ФРАГМЕНТ ДОКУМЕНТА:
====

Догматизация вознесения Марии указывает на священный брак в плероме, а он, в свою очередь, как уже было сказано, означает грядущее рождение божественного младенца, каковой в соответствии с Божьей тенденцией к воплощению выберет местом своего рождения эмпирического человека. Это метафизическое событие известно психологии бессознательного как процесс индивидуации. Поскольку он, как правило, протекает бессознательно, а он всегда так и делал, то это должно означать не более того, что желудь превращается в дуб, телка – в корову, а ребёнок – во взрослого. Но если процессу индивидуации суждено стать осознанным, то тогда сознание должно оказаться лицом к лицу с бессознательным и между этими противоположностями должно быть установлено равновесие. Поскольку с точки зрения логики это невозможно, приходится полагаться на символы, которые и обеспечивают иррациональное соединение противоположностей. Символы спонтанно производятся бессознательным и амплифицируются сознанием. Центральные символы этого процесса манифестируют самость, т. е. целостность человека, складывающуюся, с одной стороны, из того, что им осознаётся, а с другой – из содержаний бессознательного. Самость есть teleios anthropos – осуществившийся человек, чьими символами являются божественный младенец и его синонимы. Этот процесс, изображённый здесь лишь в общих чертах, можно наблюдать у любого из современных людей или вычитывать его в документах герметической философии средневековья, а тот, кому известно то и другое – психология бессознательного и алхимия, – будет изумлён параллелизмом их символов.

====

(Данные разметки координат)

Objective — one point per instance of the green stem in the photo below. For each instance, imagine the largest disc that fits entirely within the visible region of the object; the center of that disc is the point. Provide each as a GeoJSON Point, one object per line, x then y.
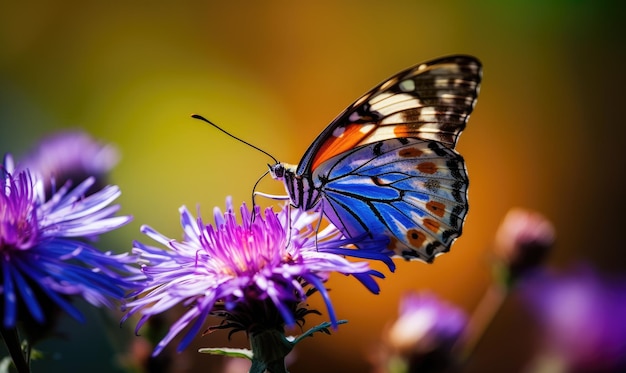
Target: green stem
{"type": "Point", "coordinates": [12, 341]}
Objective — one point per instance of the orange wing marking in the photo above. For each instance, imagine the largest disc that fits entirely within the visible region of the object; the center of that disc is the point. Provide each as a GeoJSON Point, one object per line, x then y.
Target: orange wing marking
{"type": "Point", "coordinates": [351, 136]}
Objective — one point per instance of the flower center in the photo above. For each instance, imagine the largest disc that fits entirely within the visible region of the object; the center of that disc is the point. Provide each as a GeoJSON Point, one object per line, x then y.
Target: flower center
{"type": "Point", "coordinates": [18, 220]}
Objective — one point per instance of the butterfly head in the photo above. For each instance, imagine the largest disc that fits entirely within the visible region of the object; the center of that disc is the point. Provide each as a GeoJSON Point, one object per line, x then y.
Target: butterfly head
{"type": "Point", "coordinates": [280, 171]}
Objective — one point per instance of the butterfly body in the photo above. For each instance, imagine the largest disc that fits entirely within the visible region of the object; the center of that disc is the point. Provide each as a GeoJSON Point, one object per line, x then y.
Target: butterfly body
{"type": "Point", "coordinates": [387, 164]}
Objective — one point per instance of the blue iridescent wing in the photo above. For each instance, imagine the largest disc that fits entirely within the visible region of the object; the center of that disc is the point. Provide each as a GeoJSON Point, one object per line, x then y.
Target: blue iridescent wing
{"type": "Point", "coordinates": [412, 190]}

====

ПИСЬМЕННОЕ ЗАДАНИЕ 1: Найдите в записях все строки, где встречается строка "stem", и выпишите их. Регистр букв учитывается.
ПИСЬМЕННОЕ ЗАДАНИЕ 2: Продолжите текст о процессе индивидуации, начав сразу после его последнего предложения.

ОТВЕТ НА ЗАДАНИЕ 1:
Objective — one point per instance of the green stem in the photo below. For each instance, imagine the largest disc that fits entirely within the visible region of the object; the center of that disc is the point. Provide each as a GeoJSON Point, one object per line, x then y.
Target: green stem

ОТВЕТ НА ЗАДАНИЕ 2:
Различие между природным, протекающим бессознательно, и осознанным процессом индивидуации огромно. В первом случае сознание никогда не вмешивается, а потому конец процесса остаётся столь же тёмным, как и начало. Зато во втором случае на свет выходит так много мрака, что, с одной стороны, личность становится просветленной, а с другой – сознание неизбежно возрастает в объёме и интенсивности. Разбирательство между сознанием и бессознательным должно создать предпосылки для того, чтобы свет, который светит во тьме, не только был объят тьмою, но и сам понял её. (Игра слов, основанная на полисемичности термина begreifen: «понять», «объять»). Filius solis et lunae – как символ, так и возможность соединения противоположностей. Он есть альфа и омега этого процесса, mediator (посредник) и intermedius (объединитель). «Habet mille nomina» (у него тысяча имён), говорили алхимики, имея в виду, что причиной и конечной целью процесса индивидуации является безымянное ineffabile (невыразимое).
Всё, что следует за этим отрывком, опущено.